(Entries from a pointing dataset)

--------------------

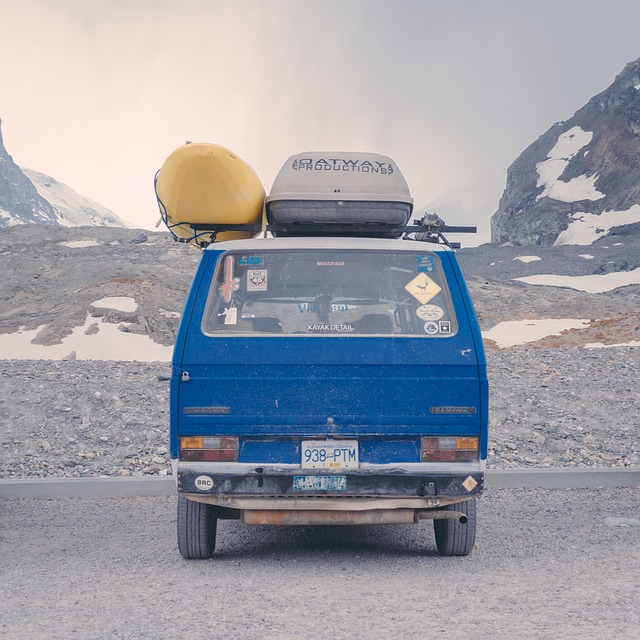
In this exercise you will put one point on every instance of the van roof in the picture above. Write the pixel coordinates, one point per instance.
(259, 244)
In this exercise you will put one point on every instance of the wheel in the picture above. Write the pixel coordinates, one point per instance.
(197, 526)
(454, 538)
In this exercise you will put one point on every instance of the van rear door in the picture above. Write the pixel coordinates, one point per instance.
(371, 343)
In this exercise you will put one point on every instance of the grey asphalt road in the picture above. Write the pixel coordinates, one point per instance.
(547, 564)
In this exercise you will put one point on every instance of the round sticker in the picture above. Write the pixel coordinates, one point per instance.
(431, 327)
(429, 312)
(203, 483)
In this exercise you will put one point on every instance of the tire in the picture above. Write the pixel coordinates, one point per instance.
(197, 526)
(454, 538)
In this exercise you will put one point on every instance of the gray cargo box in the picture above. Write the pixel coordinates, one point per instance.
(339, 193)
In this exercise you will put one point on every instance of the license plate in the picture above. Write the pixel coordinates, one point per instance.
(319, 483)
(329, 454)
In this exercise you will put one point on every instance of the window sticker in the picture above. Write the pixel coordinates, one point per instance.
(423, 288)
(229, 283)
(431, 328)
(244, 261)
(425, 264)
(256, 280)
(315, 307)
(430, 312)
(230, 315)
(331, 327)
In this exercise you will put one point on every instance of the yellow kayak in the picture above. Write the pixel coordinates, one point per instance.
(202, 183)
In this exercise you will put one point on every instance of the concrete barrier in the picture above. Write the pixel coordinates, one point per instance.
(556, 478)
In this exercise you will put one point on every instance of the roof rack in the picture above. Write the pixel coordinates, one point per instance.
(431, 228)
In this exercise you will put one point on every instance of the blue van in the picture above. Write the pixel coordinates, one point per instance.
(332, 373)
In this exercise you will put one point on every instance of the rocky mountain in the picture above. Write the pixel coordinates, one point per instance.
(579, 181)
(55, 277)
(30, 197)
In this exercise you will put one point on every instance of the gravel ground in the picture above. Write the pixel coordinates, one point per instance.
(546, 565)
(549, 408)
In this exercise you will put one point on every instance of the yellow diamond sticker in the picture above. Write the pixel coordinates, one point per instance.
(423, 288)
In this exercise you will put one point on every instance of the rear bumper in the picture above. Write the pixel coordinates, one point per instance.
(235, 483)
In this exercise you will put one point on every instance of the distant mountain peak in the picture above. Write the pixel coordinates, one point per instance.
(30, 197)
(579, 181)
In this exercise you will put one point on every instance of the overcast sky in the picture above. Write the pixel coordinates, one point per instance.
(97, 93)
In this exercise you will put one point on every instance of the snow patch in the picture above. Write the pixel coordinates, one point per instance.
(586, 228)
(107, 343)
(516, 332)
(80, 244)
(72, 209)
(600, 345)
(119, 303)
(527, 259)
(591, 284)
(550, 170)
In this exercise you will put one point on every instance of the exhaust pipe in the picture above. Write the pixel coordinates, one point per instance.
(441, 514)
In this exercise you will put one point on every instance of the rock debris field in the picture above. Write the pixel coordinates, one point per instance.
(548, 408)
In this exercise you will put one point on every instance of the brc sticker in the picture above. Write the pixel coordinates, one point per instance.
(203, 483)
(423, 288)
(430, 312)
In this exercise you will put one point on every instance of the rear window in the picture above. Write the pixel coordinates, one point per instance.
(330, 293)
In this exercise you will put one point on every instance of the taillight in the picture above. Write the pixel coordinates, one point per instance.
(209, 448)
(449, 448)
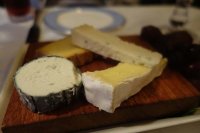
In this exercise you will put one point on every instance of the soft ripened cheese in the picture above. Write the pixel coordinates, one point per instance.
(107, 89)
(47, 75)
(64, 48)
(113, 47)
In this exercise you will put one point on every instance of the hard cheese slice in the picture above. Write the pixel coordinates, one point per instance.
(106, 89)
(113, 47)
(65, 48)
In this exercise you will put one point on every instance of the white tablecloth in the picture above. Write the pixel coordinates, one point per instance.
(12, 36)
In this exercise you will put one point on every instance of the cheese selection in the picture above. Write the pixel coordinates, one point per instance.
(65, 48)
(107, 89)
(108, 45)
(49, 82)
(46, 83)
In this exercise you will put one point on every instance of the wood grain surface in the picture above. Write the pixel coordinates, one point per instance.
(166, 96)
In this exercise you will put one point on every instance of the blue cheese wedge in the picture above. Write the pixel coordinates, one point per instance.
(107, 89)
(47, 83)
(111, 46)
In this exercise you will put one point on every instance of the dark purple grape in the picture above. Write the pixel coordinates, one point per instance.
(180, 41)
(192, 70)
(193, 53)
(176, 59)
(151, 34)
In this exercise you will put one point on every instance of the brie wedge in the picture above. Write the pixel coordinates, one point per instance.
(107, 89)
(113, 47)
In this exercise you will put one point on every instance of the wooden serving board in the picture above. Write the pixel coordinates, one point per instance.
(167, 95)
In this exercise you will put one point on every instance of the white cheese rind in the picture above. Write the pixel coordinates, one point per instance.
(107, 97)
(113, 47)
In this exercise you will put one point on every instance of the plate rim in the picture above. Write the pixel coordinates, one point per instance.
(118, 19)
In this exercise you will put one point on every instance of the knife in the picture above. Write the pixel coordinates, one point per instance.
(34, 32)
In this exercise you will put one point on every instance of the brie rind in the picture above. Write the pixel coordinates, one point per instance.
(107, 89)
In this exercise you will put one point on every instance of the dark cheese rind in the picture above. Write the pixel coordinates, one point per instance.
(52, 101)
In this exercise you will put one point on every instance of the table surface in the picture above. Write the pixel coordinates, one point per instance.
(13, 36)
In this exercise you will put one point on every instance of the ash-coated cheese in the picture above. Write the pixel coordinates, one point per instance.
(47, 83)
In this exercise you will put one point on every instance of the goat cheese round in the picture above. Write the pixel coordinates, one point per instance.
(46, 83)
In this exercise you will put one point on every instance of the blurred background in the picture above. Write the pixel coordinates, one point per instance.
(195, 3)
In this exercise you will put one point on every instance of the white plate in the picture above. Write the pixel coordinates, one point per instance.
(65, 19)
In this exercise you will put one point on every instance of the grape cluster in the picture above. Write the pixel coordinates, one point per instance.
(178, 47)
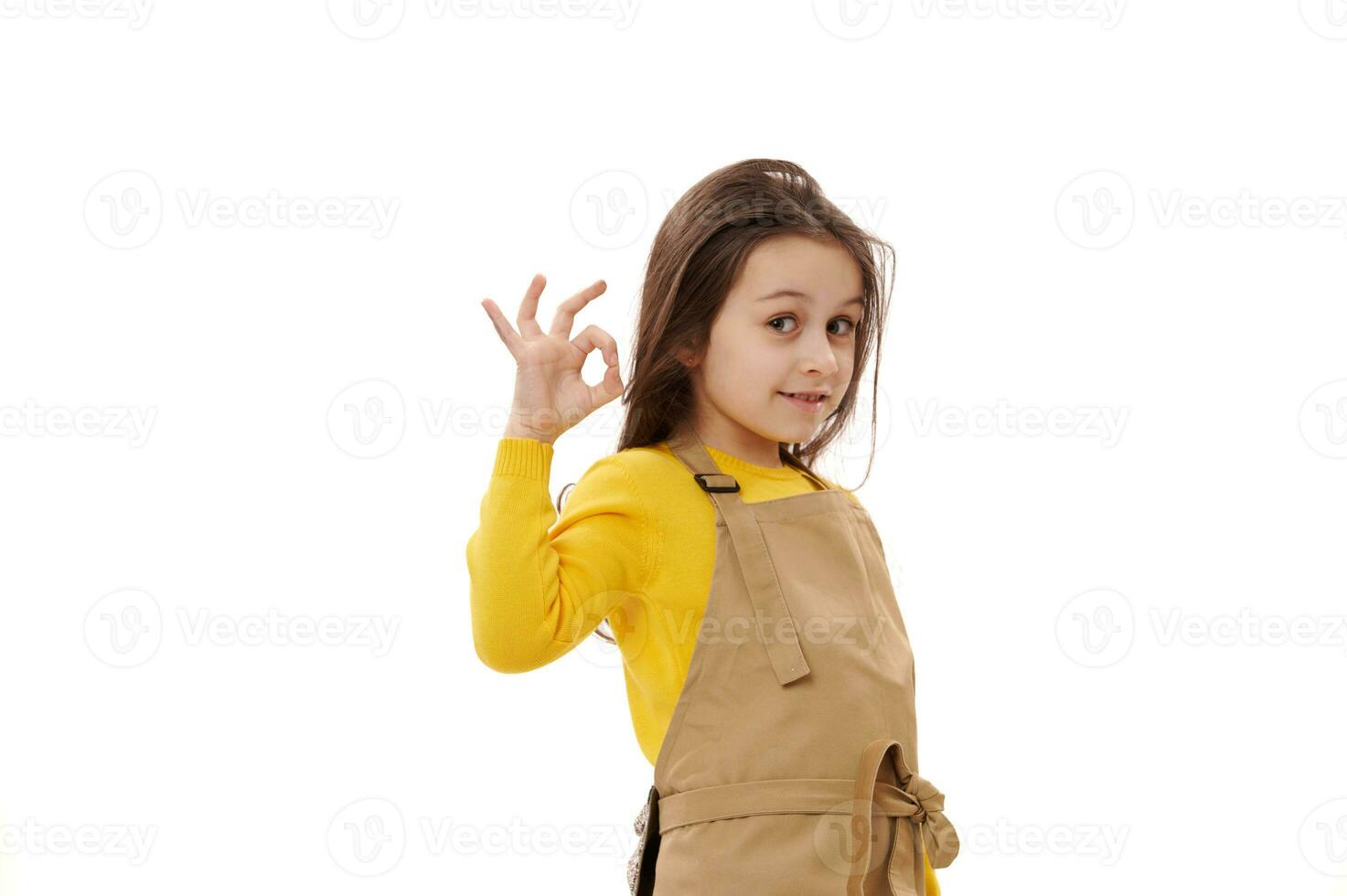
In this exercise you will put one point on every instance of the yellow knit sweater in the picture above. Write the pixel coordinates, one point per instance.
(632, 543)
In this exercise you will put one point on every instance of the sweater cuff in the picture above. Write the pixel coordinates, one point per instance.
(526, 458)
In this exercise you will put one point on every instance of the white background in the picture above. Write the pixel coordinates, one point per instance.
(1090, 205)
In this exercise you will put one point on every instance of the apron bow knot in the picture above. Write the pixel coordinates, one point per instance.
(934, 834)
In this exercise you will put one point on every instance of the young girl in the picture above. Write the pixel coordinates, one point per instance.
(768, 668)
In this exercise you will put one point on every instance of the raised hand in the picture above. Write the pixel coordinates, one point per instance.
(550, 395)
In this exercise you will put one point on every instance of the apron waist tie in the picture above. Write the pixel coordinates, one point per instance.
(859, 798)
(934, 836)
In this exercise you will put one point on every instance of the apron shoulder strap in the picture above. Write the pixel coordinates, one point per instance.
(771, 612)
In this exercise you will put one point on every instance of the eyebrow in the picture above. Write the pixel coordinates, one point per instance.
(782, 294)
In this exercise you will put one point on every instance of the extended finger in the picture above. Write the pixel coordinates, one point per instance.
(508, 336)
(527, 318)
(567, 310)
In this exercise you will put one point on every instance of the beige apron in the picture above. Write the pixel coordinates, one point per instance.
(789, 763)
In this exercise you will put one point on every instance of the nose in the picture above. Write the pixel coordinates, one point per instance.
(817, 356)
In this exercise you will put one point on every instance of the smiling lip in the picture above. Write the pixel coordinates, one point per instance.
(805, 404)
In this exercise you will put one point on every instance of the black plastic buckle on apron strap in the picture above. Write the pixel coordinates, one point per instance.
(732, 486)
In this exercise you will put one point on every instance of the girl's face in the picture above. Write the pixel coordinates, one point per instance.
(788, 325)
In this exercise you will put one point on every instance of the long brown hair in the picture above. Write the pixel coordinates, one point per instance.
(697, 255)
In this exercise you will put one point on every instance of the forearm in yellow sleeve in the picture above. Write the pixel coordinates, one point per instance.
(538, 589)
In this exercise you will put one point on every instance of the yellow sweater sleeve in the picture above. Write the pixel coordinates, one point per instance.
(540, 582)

--------------------

Copy out the records from the line with "of the ash-coated" up to and including the line with "(1090, 205)", adding 121 to every number in the pixel coordinates and leaving all other wording as it is. Leave the pictures out.

In this exercise you will put one point on every instance of the ash-coated cheese in the picture above. Write the pixel coordinates, one point per instance.
(168, 204)
In this exercise you will put one point on every instance of the goat cheese round in the picture above. Write the pixel coordinates, one point per instance.
(167, 204)
In this exercise you will put one point on every instance of the blurred background in the picture above. Write the pixel coordinates, one point per instance.
(316, 124)
In this exercise you will put one point on every instance of the white plate in the picture above. Write the pixel coordinates, one point per instance.
(186, 140)
In this exercise you will put one point on every instance of the grape cluster in the picture above. Write the pixel coordinates, one point per instance.
(299, 168)
In this exercise you will put one point on every instance of the yellow knit sweater in the picture above. Write the pixel coordinates, one point per instance.
(753, 664)
In this exercise you will put one point on every instance of the sweater cuff in the picture above. Write the pixel coordinates, one point per instance.
(647, 579)
In this exercise you will put one point on every instance of the white background in the picture above. Write the pixel coordinates, one point per instance.
(1211, 326)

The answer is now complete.